··· SUPPLIED TEXT
State v. Fasano

Decision Date05 February 1935
Citation177 A. 376,119 Conn. 455
CourtConnecticut Supreme Court
PartiesSTATE v. FASANO.

Appeal from Superior Court, New Haven County; Carl Foster, Judge.

Information charging Alfonse C. Fasano with the crime of forgery, of uttering forged documents, and of perjury, brought to the superior court, where various motions addressed to the information were denied, and the issues were tried to the jury. Verdict and judgment of guilty on each count, from which the accused appealed.

James E. McKnight, of Waterbury, and George G. Di Cenzo, of New Haven, for appellant.

Samuel E. Hoyt, State's Atty., and Abraham S. Ullman, Asst State's Atty., both of New Haven, for the State.

Argued before MALTBIE, C.J., and HAINES, BANKS, AVERY, and JENNINGS JJ.

MALTBIE, Chief Justice.

The information against the defendant was in three counts. In the first, he was charged with forging a replevin bond with the intent to defraud Wanda Pellegrino, Geremain Gabriel, a certain named corporation, and other persons; in the second with uttering the forged document with the same fraudulent intent; and, in the third, with having committed perjury in testifying in a court proceeding brought to enforce the bond. The jury found him guilty upon all three counts, and he was sentenced to state prison, the sentences upon the different counts to run concurrently. To a considerable extent there is no dispute as to the facts.

The defendant, as attorney for Adelaide Pizzorusso, brought an action of replevin against Gabriel and the corporation named in the information. Annexed to the writ, as required by the statutes, was a replevin bond in the usual form in which Adelaide Pizzorusso was named as principal and Wanda Pellegrino as surety, and which purported to have been subscribed by them and taken before the defendant as a commissioner of the superior court. In fact, the defendant wrote the signature purporting to be that of the latter. The writ was given to an officer to serve, and by means of it he replevied the goods described in it. Judgment having ultimately been rendered for the defendants in that action they brought a suit in the court of common pleas against Adelaide Pizzorusso upon the bond. In the trial of that action, the accused, called as a witness by the plaintiff, testified under oath that the bond was executed and subscribed before him by both women. Later, the trial judge having stopped the trial and had a conference with him in chambers, he changed his testimony and stated that in fact he signed the name of Wanda Pellegrino to the bond. His substantial contention as regards the first two counts is that Wanda Pellegrino had signed a bond to be used in the replevin action in blank; that later this was filled in and signed by Adelaide Pizzorusso; that it was this bond which he intended to annex to the writ to be served by the officer and returned to court, but by mistake he did annex a bond which Adelaide Pizzorusso had signed but upon which he had written the name of Wanda Pellegrino and which he intended to have used merely as a copy; and that he had no intent to defraud any one. As regards the count charging perjury, the substantial claims of the defendant upon the facts were that as matter of law the genuineness of the signature of Wanda Pellegrino upon the bond was not material to any issue in the case on trial, and that, as matter of fact, he understood the only issue in the case to be as to the genuineness of the signature of Adelaide Pizzorusso; that, when he was testifying, he did not have the writ before him, did not know that the bond annexed to it was the one upon which he had written the signature of Wanda Pellegrino, and did not examine the signatures carefully, but merely identified the writ as that which had issued from his office, and that he testified in good faith that Wanda Pellegrino had signed it.
······
■ EXERCISE INSTRUCTIONS
Print the passage of the State v. Fasano opinion from "Argued before MALTBIE, C.J., and" up to and including "to the facts.", copied word for word.
··· RECORDED DATA
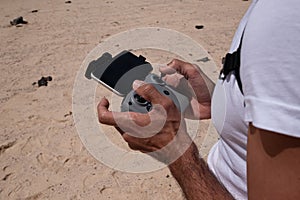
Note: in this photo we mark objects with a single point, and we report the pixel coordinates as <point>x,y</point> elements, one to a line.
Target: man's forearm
<point>195,179</point>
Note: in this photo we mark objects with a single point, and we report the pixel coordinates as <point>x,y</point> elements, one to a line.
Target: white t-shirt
<point>270,75</point>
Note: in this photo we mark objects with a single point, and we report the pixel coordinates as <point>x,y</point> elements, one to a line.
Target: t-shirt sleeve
<point>270,67</point>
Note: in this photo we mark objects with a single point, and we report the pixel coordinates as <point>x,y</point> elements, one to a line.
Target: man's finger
<point>126,121</point>
<point>149,92</point>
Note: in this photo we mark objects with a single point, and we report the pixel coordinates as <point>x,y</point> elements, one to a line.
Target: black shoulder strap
<point>232,62</point>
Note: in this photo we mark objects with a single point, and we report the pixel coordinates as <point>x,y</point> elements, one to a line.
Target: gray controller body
<point>135,103</point>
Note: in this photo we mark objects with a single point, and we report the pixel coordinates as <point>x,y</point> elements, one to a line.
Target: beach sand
<point>41,155</point>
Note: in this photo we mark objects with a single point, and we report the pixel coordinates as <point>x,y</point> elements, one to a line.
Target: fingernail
<point>170,63</point>
<point>137,83</point>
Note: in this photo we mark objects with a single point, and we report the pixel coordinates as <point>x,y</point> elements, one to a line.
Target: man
<point>258,154</point>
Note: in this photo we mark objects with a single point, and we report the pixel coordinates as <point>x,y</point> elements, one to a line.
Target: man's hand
<point>273,165</point>
<point>200,87</point>
<point>161,132</point>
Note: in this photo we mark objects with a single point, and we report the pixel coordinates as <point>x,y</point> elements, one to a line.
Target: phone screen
<point>119,73</point>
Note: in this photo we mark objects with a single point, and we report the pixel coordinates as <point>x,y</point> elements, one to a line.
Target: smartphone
<point>119,72</point>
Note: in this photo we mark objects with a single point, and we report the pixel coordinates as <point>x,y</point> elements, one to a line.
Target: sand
<point>41,155</point>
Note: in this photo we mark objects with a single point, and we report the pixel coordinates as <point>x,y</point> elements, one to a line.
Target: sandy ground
<point>41,155</point>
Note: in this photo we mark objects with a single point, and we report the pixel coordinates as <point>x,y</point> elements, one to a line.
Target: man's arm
<point>195,179</point>
<point>273,165</point>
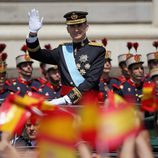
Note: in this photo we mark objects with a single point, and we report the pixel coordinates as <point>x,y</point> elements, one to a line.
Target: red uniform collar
<point>24,81</point>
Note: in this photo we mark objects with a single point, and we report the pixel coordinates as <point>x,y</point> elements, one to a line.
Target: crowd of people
<point>71,71</point>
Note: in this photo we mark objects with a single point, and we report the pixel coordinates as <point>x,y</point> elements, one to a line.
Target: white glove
<point>61,101</point>
<point>35,23</point>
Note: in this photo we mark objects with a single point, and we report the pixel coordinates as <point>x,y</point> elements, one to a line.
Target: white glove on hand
<point>34,21</point>
<point>61,101</point>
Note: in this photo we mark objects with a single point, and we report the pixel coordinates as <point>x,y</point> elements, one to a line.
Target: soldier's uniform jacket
<point>37,83</point>
<point>20,86</point>
<point>50,91</point>
<point>110,84</point>
<point>6,91</point>
<point>130,91</point>
<point>89,59</point>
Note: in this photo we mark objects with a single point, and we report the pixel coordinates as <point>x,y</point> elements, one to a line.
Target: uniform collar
<point>78,45</point>
<point>42,80</point>
<point>24,81</point>
<point>132,83</point>
<point>105,80</point>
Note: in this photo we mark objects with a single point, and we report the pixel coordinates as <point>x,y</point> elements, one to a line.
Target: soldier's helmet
<point>24,57</point>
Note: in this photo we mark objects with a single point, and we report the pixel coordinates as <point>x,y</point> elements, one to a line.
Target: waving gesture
<point>35,23</point>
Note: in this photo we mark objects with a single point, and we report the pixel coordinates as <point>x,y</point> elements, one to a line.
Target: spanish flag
<point>118,119</point>
<point>89,114</point>
<point>149,101</point>
<point>12,117</point>
<point>58,135</point>
<point>33,102</point>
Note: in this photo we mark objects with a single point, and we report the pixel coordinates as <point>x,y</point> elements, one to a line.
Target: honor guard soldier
<point>80,62</point>
<point>122,64</point>
<point>5,88</point>
<point>22,85</point>
<point>42,80</point>
<point>52,88</point>
<point>29,134</point>
<point>152,59</point>
<point>107,82</point>
<point>132,88</point>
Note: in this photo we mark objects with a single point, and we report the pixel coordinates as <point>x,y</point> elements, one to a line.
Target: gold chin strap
<point>78,21</point>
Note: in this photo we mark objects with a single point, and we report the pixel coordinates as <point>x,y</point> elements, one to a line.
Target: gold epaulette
<point>95,44</point>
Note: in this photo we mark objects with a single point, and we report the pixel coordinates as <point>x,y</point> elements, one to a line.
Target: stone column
<point>155,12</point>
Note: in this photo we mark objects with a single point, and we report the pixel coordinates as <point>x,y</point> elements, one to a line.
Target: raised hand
<point>35,23</point>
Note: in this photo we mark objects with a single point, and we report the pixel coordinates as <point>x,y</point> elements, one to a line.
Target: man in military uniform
<point>123,67</point>
<point>29,135</point>
<point>107,82</point>
<point>22,85</point>
<point>52,88</point>
<point>122,63</point>
<point>132,88</point>
<point>80,62</point>
<point>152,59</point>
<point>5,88</point>
<point>42,80</point>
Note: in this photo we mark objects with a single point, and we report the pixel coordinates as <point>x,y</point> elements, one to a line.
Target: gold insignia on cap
<point>74,16</point>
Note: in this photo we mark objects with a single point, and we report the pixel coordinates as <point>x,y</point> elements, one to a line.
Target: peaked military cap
<point>75,17</point>
<point>152,56</point>
<point>123,57</point>
<point>50,66</point>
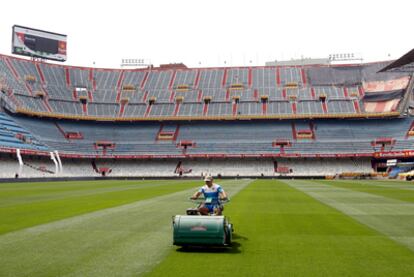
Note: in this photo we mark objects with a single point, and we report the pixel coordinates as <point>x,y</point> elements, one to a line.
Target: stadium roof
<point>403,64</point>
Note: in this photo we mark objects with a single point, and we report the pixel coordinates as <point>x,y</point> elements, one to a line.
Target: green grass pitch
<point>282,228</point>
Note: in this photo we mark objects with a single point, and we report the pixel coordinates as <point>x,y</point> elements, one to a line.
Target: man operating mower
<point>213,193</point>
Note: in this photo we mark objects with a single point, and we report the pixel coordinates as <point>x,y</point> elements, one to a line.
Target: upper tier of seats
<point>200,93</point>
<point>224,138</point>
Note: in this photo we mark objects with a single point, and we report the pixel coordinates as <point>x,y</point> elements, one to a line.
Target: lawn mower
<point>198,228</point>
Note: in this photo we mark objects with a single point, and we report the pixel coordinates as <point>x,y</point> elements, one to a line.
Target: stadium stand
<point>230,121</point>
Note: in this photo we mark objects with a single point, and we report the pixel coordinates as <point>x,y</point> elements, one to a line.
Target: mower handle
<point>202,199</point>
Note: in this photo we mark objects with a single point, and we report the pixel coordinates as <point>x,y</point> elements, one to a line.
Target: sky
<point>215,32</point>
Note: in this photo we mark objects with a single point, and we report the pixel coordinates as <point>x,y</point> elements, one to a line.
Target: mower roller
<point>195,229</point>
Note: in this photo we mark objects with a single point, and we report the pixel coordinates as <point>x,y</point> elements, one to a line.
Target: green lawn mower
<point>198,228</point>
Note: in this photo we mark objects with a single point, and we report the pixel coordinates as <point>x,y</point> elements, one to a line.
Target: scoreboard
<point>38,44</point>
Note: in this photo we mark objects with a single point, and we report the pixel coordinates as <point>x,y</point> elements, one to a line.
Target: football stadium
<point>305,165</point>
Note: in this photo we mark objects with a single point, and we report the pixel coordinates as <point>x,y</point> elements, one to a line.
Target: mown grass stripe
<point>281,231</point>
<point>391,189</point>
<point>391,217</point>
<point>23,215</point>
<point>125,240</point>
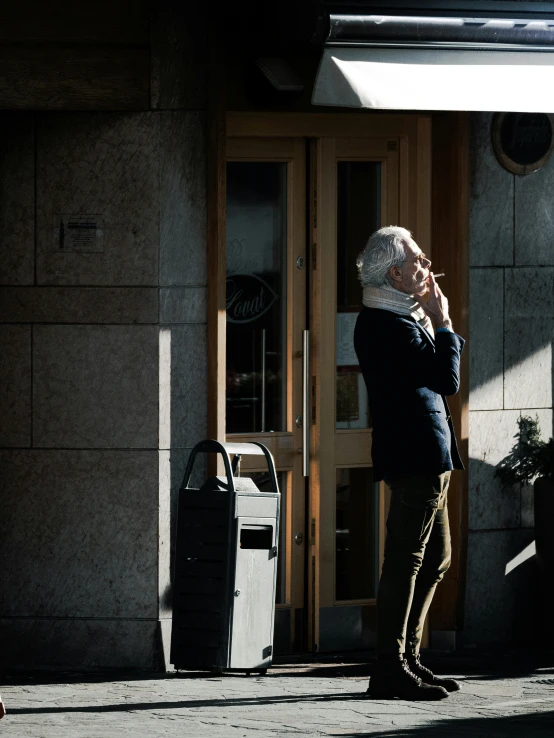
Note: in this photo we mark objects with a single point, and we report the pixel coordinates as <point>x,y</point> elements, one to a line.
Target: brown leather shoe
<point>427,676</point>
<point>393,678</point>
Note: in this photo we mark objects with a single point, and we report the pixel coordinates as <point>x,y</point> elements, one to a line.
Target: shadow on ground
<point>532,725</point>
<point>474,665</point>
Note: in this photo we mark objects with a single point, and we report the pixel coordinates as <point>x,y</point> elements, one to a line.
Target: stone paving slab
<point>297,700</point>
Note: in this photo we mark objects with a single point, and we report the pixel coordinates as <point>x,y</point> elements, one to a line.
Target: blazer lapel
<point>425,332</point>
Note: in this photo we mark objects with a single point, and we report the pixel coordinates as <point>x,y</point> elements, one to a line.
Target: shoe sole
<point>424,695</point>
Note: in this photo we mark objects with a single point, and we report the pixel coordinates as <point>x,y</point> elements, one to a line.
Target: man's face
<point>412,276</point>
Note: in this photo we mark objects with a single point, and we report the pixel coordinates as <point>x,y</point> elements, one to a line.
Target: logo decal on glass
<point>248,298</point>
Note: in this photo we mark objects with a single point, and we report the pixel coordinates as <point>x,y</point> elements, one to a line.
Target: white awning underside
<point>436,79</point>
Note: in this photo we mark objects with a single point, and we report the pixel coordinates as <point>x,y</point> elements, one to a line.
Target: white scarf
<point>387,298</point>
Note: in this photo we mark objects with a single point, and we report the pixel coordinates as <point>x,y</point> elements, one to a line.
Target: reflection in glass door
<point>256,298</point>
<point>265,310</point>
<point>358,192</point>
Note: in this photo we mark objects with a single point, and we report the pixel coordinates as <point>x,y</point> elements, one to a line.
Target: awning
<point>436,79</point>
<point>414,63</point>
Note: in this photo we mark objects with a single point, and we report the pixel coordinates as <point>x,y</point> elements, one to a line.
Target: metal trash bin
<point>225,567</point>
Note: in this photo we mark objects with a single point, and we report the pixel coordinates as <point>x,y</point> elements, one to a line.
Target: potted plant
<point>531,460</point>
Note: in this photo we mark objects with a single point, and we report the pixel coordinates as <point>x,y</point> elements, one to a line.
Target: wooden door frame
<point>447,224</point>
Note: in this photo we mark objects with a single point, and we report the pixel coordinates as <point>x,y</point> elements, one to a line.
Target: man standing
<point>409,356</point>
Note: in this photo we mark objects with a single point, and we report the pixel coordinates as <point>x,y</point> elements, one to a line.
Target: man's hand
<point>436,306</point>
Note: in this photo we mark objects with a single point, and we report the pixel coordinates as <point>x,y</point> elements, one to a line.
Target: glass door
<point>357,185</point>
<point>266,316</point>
<point>299,210</point>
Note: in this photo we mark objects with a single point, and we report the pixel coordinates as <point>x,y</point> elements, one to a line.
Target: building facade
<point>175,215</point>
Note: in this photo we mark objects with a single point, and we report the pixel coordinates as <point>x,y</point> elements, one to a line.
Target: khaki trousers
<point>417,556</point>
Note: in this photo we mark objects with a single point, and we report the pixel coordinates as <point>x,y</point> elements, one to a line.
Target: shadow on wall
<point>503,597</point>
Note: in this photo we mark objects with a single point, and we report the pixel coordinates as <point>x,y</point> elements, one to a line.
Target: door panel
<point>358,191</point>
<point>266,314</point>
<point>329,192</point>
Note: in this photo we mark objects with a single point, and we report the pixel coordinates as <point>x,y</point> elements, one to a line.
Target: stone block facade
<point>511,374</point>
<point>103,369</point>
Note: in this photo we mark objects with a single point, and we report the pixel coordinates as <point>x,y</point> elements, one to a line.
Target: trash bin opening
<point>256,536</point>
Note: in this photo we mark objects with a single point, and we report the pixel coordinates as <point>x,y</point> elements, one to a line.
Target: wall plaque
<point>522,142</point>
<point>78,233</point>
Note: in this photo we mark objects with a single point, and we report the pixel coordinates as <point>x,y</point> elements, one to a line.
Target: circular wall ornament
<point>522,142</point>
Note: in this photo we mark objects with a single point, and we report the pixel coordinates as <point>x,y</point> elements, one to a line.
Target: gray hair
<point>384,250</point>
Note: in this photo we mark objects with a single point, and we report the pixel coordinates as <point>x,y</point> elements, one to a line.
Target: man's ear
<point>395,273</point>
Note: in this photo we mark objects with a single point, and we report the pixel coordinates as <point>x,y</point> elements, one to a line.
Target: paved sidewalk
<point>510,696</point>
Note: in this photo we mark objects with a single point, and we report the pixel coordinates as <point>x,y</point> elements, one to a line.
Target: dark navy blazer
<point>408,374</point>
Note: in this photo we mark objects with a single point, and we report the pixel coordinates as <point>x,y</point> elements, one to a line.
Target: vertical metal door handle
<point>306,403</point>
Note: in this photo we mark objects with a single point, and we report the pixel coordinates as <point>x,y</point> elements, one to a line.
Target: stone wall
<point>511,334</point>
<point>103,373</point>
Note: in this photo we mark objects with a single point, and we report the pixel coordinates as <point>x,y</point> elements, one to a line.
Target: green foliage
<point>530,457</point>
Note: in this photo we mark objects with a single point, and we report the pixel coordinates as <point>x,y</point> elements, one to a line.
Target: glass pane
<point>358,215</point>
<point>357,523</point>
<point>263,483</point>
<point>256,297</point>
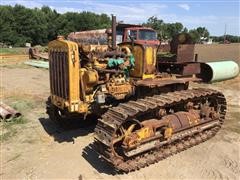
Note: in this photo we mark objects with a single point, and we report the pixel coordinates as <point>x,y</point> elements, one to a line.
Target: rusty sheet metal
<point>163,82</point>
<point>7,112</point>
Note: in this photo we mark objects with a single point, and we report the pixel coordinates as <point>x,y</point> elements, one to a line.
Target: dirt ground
<point>35,148</point>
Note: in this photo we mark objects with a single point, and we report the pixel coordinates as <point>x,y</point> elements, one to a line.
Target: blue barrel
<point>219,71</point>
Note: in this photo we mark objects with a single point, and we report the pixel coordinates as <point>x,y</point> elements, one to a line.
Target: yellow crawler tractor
<point>145,116</point>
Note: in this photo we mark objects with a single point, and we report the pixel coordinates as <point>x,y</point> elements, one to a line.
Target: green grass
<point>10,128</point>
<point>14,50</point>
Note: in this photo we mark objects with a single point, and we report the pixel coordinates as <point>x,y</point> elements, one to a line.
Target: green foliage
<point>19,25</point>
<point>164,30</point>
<point>230,38</point>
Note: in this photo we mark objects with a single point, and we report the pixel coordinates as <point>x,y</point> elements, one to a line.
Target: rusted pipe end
<point>60,37</point>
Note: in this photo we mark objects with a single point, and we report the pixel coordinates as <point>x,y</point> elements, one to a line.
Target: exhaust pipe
<point>114,32</point>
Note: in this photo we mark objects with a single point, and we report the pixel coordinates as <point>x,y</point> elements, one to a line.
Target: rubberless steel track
<point>116,116</point>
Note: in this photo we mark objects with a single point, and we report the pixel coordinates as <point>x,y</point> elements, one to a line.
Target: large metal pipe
<point>218,71</point>
<point>40,64</point>
<point>114,32</point>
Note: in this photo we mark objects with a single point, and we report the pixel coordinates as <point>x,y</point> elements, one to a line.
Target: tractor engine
<point>84,74</point>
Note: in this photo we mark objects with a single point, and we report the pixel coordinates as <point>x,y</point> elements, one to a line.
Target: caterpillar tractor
<point>144,116</point>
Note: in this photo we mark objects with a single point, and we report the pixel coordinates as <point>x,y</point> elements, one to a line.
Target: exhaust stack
<point>114,32</point>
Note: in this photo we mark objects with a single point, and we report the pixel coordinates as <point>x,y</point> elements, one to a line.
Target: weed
<point>14,157</point>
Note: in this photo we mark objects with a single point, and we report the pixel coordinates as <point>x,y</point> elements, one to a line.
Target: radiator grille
<point>59,74</point>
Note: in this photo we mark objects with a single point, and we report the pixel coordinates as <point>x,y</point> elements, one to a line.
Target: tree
<point>164,30</point>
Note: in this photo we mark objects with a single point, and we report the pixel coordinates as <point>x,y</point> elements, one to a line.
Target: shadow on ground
<point>67,131</point>
<point>92,157</point>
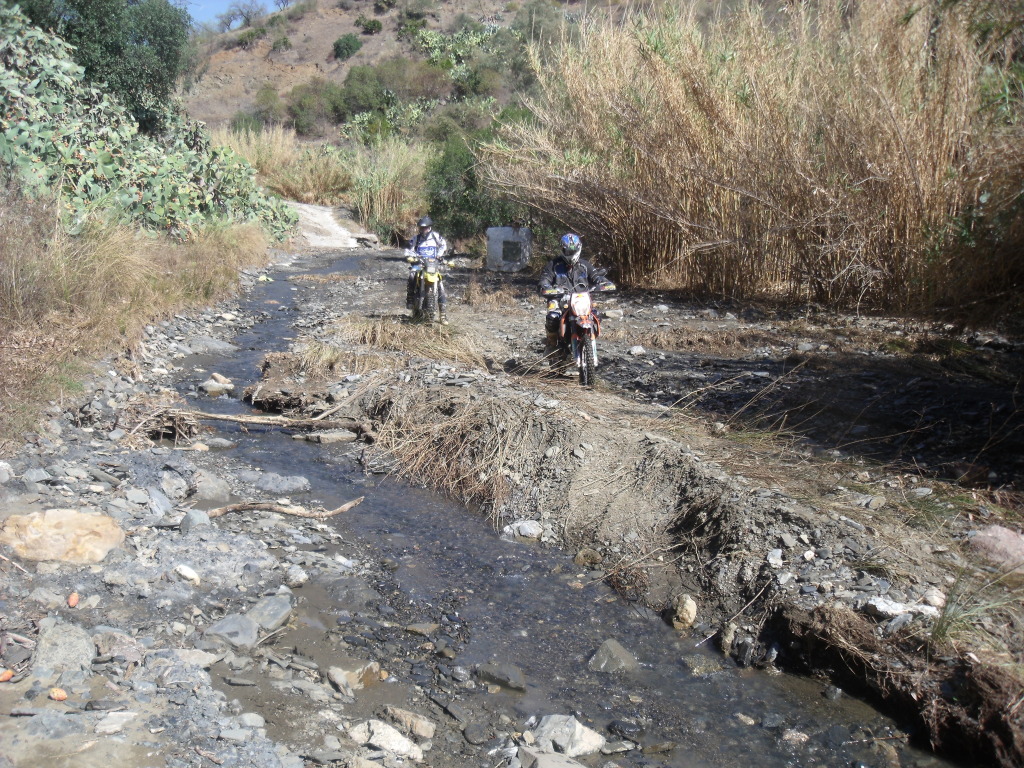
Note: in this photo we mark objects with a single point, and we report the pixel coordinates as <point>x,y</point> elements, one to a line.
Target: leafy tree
<point>138,48</point>
<point>346,46</point>
<point>249,12</point>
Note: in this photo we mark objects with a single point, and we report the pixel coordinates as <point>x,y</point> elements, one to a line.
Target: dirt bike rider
<point>562,273</point>
<point>427,244</point>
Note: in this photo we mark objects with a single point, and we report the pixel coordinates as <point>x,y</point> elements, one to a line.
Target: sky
<point>208,10</point>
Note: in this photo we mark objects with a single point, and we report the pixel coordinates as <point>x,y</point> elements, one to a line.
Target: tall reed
<point>306,173</point>
<point>388,189</point>
<point>841,153</point>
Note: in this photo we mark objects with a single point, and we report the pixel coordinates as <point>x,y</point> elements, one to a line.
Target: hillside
<point>231,75</point>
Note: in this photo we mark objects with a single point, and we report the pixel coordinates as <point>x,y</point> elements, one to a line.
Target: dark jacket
<point>558,273</point>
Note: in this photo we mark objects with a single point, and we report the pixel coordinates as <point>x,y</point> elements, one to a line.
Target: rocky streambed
<point>166,631</point>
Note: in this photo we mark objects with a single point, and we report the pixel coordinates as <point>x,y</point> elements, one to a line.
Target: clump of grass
<point>65,298</point>
<point>388,185</point>
<point>844,153</point>
<point>316,174</point>
<point>479,296</point>
<point>322,358</point>
<point>971,601</point>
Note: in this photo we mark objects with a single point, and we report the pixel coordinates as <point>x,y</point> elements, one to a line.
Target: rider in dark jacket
<point>562,273</point>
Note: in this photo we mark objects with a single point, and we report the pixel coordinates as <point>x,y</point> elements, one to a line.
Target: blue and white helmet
<point>571,247</point>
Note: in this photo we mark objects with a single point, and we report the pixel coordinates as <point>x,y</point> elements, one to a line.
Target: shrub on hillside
<point>59,134</point>
<point>346,46</point>
<point>369,26</point>
<point>137,50</point>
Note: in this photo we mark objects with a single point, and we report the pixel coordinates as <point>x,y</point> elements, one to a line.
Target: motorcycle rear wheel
<point>588,375</point>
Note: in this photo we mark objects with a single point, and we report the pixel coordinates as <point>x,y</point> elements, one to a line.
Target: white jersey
<point>429,246</point>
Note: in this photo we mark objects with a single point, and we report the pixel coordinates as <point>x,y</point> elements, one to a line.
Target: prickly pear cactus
<point>62,135</point>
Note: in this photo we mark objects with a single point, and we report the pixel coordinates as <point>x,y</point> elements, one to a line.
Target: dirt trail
<point>792,552</point>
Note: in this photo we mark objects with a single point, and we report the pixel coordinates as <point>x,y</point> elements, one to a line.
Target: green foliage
<point>246,121</point>
<point>139,49</point>
<point>346,46</point>
<point>314,102</point>
<point>268,108</point>
<point>459,202</point>
<point>250,37</point>
<point>369,26</point>
<point>60,134</point>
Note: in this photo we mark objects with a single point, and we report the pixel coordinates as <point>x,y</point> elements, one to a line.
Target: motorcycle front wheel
<point>588,364</point>
<point>430,303</point>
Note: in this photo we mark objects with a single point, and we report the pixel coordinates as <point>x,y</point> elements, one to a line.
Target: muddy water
<point>535,608</point>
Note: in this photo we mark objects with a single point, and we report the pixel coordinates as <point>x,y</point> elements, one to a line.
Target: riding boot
<point>550,343</point>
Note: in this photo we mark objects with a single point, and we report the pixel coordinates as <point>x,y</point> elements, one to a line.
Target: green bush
<point>60,135</point>
<point>460,204</point>
<point>246,121</point>
<point>314,102</point>
<point>250,37</point>
<point>346,46</point>
<point>138,50</point>
<point>369,26</point>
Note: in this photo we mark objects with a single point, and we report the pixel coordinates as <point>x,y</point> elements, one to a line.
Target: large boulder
<point>66,535</point>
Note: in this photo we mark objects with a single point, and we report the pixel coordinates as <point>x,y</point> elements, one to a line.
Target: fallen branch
<point>284,509</point>
<point>268,421</point>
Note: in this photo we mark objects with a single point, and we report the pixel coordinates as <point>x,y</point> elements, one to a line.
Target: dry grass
<point>65,299</point>
<point>315,174</point>
<point>840,153</point>
<point>388,188</point>
<point>397,335</point>
<point>479,296</point>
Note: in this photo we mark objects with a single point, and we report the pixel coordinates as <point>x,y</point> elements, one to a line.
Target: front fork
<point>580,339</point>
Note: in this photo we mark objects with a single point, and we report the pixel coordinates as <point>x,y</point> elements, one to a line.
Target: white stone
<point>567,735</point>
<point>187,573</point>
<point>383,736</point>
······
■ SOLUTION TO THE PROBLEM
Argued before MALTBIE, C.J., and HAINES, BANKS, AVERY, and JENNINGS JJ.

MALTBIE, Chief Justice.

The information against the defendant was in three counts. In the first, he was charged with forging a replevin bond with the intent to defraud Wanda Pellegrino, Geremain Gabriel, a certain named corporation, and other persons; in the second with uttering the forged document with the same fraudulent intent; and, in the third, with having committed perjury in testifying in a court proceeding brought to enforce the bond. The jury found him guilty upon all three counts, and he was sentenced to state prison, the sentences upon the different counts to run concurrently. To a considerable extent there is no dispute as to the facts.